Memory & context
An agent's working memory is its context window — and it ends the moment the session ends. Without persistent memory, you re-explain your project, your stack, your conventions every single time. This page is about writing things down once, so you never have to.
Three layers of persistent context
1 · Project memory · GEMINI.md
A markdown file at the root of your project that the agent reads on every session. It's the README the agent follows, not the README humans read. Keep it short and useful.
Good things to put in it:
- How to run the project (the one command, not the README's full setup)
- How to run tests (the exact command — agents will guess wrong)
- Conventions that aren't obvious from the code (naming, file layout, error handling)
- "Don't change X without checking Y" — the constraints that aren't enforced by tests
- The deploy flow, in 3–5 bullets
Bad things to put in it:
- Anything the agent can derive from reading the code (don't re-document what's in the file structure)
- A wall of architectural philosophy — keep it operational
- Long examples — they bloat every session's context budget
2 · User memory · auto-recall
Most coding IDEs now have an auto-memory layer that captures facts about you — your preferred stack, your past corrections, the conventions you've established. The agent surfaces them when relevant.

* * * * *

### TASKS AND EXERCISES
[1] Summarize the text on agent memory and context in two sentences.
[2] List every item that the text on agent memory and context names as a good thing to put in GEMINI.md.
[3] Write the next part of the text on agent memory and context, starting after its last sentence.

* * * * *

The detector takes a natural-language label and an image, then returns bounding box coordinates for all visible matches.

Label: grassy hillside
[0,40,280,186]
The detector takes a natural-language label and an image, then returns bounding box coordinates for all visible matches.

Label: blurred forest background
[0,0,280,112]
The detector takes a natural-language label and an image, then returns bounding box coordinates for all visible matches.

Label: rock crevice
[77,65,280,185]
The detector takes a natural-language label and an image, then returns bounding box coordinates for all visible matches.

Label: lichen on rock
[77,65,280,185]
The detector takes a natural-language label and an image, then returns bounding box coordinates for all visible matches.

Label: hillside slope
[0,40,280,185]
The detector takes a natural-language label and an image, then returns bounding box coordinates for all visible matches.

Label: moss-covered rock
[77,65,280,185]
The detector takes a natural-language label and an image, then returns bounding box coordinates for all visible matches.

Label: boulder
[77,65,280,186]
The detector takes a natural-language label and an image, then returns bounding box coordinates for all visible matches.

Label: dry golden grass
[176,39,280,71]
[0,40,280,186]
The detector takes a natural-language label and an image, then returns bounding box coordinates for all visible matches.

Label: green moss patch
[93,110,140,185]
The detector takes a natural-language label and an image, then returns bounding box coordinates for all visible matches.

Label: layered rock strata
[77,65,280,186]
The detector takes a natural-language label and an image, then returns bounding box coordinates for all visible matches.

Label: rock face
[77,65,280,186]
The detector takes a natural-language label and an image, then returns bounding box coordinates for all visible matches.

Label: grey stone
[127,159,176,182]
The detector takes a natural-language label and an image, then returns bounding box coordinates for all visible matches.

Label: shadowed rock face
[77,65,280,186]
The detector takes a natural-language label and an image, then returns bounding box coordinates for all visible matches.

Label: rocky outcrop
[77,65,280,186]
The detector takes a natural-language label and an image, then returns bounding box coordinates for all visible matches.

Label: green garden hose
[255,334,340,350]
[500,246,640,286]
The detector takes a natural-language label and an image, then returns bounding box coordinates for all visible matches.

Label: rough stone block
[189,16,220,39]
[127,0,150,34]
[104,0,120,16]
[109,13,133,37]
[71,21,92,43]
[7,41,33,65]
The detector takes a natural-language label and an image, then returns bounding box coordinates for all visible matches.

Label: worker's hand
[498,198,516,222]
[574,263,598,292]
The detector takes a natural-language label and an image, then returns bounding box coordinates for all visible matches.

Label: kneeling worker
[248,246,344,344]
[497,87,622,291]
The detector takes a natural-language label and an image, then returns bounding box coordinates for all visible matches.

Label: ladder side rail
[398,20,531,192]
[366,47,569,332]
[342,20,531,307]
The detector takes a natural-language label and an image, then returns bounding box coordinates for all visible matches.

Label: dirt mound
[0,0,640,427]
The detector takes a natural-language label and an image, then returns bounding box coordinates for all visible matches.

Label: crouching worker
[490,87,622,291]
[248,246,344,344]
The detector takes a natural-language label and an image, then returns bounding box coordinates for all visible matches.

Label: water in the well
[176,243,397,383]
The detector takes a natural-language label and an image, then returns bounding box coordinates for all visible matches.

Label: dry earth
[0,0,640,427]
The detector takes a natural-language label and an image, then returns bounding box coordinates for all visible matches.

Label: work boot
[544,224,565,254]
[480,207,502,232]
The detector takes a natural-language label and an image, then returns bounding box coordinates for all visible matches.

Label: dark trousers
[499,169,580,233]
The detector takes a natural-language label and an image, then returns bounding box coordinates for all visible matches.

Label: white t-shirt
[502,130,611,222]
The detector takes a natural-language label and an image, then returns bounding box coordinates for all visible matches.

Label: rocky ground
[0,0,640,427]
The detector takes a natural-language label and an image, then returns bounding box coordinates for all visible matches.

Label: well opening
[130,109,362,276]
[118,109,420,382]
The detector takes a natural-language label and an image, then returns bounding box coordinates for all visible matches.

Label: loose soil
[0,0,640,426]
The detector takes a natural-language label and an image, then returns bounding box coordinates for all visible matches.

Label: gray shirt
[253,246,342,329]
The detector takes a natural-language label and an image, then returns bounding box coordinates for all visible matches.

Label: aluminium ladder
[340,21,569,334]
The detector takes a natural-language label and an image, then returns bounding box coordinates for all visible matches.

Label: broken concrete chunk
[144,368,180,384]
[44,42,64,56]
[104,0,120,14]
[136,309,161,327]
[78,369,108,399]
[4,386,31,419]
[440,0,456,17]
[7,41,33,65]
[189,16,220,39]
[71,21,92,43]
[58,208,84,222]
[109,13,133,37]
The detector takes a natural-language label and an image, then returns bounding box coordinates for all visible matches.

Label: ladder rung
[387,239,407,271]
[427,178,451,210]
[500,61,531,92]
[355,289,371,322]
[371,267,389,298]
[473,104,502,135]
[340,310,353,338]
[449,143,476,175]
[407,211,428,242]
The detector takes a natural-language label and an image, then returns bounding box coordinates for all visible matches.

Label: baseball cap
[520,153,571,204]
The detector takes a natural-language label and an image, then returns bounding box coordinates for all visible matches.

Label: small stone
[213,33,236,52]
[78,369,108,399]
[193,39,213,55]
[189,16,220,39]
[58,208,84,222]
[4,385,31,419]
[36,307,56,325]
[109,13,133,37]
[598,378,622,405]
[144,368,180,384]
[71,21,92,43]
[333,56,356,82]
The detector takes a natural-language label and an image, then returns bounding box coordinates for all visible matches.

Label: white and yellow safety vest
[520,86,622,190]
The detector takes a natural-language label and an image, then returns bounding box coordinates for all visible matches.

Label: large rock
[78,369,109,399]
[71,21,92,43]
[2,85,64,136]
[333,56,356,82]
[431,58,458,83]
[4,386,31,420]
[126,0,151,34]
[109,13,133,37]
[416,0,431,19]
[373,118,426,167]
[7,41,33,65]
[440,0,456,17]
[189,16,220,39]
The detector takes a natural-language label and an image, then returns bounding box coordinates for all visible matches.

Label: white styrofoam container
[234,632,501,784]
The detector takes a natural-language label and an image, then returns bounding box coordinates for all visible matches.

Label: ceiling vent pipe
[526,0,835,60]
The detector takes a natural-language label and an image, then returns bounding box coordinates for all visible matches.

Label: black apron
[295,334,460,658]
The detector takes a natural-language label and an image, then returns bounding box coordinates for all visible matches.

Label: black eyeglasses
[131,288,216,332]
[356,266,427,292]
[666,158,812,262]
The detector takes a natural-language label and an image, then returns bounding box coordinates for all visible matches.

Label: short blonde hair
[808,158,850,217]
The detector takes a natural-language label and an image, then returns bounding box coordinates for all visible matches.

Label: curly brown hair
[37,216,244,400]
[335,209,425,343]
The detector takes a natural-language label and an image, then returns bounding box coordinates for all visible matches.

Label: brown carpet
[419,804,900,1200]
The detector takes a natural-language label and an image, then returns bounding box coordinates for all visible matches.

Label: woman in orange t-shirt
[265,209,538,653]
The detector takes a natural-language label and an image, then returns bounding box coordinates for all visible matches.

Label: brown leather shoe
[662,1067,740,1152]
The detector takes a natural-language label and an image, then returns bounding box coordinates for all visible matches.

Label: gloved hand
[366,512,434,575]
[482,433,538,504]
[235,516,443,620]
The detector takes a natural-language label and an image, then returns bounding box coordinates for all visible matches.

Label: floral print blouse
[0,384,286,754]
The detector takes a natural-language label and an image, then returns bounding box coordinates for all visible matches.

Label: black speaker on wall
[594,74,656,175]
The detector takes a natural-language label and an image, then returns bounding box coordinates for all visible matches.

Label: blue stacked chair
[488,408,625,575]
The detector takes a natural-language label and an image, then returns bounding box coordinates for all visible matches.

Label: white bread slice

* * * * *

### PER-TASK ANSWERS
[1] An agent's working memory is its context window, which ends with the session, so without persistent memory you have to re-explain your project, stack and conventions every time. The text covers writing these things down once, through GEMINI.md, a short markdown file at the project root that the agent reads on every session, and through the auto-memory layer most coding IDEs now have, which captures facts about you.

[2]
- How to run the project (the one command, not the README's full setup)
- How to run tests (the exact command)
- Conventions that aren't obvious from the code (naming, file layout, error handling)
- "Don't change X without checking Y": the constraints that aren't enforced by tests
- The deploy flow, in 3–5 bullets

[3]
This works best when you let the agent capture things naturally. If it offers to remember "you prefer pnpm over npm" — yes, save it. If it offers to remember a specific debugging fix — probably no, that's project-specific noise.
Re-evaluate auto-memories every couple of months. Stale memories pollute the context just like dead-end paths in a session.
3 · Session memory · plans & specs
The plan, spec, or brainstorm doc you write together during a session is durable memory you wrote yourself. Save it as a markdown file in the repo, and the next session opens by reading it — the agent skips the re-explanation entirely. Today's decisions become tomorrow's context.
What this looks like in practice:
- Before a complex task, ask the agent to write the plan first and save it as
plan.md. The next session reads the file and picks up where you left off. - For a multi-day feature, keep a short
spec.mdalongside the code — decisions, rejected alternatives, open questions. The agent updates it as the work evolves. - For brainstorming, ask the agent to capture the conversation as bullet points before you close the tab. Three minutes of recap saves twenty minutes of re-discovering the thread later.
The pattern: think → capture → reload. The agent forgets; the markdown doesn't.
A starter GEMINI.md template
# Project: <name>
## Stack
- Language: <e.g. Node.js 20, TypeScript>
- Framework: <e.g. Express, Vite, React>
- Tests: <e.g. Vitest>
- Deploy: <e.g. Cloud Run via gcloud>
## Commands
- Dev: `pnpm dev`
- Test: `pnpm test`
- Lint/format: `pnpm lint`
- Deploy: `gcloud run deploy --source .`
## Conventions
- File naming: kebab-case
- All components are functional + hooks
- Errors throw, never return null
- Don't add dependencies without checking with me first
## Don't touch
- `vendor/` — third-party code, mirror only
- `migrations/` — append-only, never edit existing files
Pruning rules
Memory becomes noise just as fast as it becomes signal. Re-read your GEMINI.md every couple of weeks and ask:
- Has anything become obvious from reading the code? Delete it from memory.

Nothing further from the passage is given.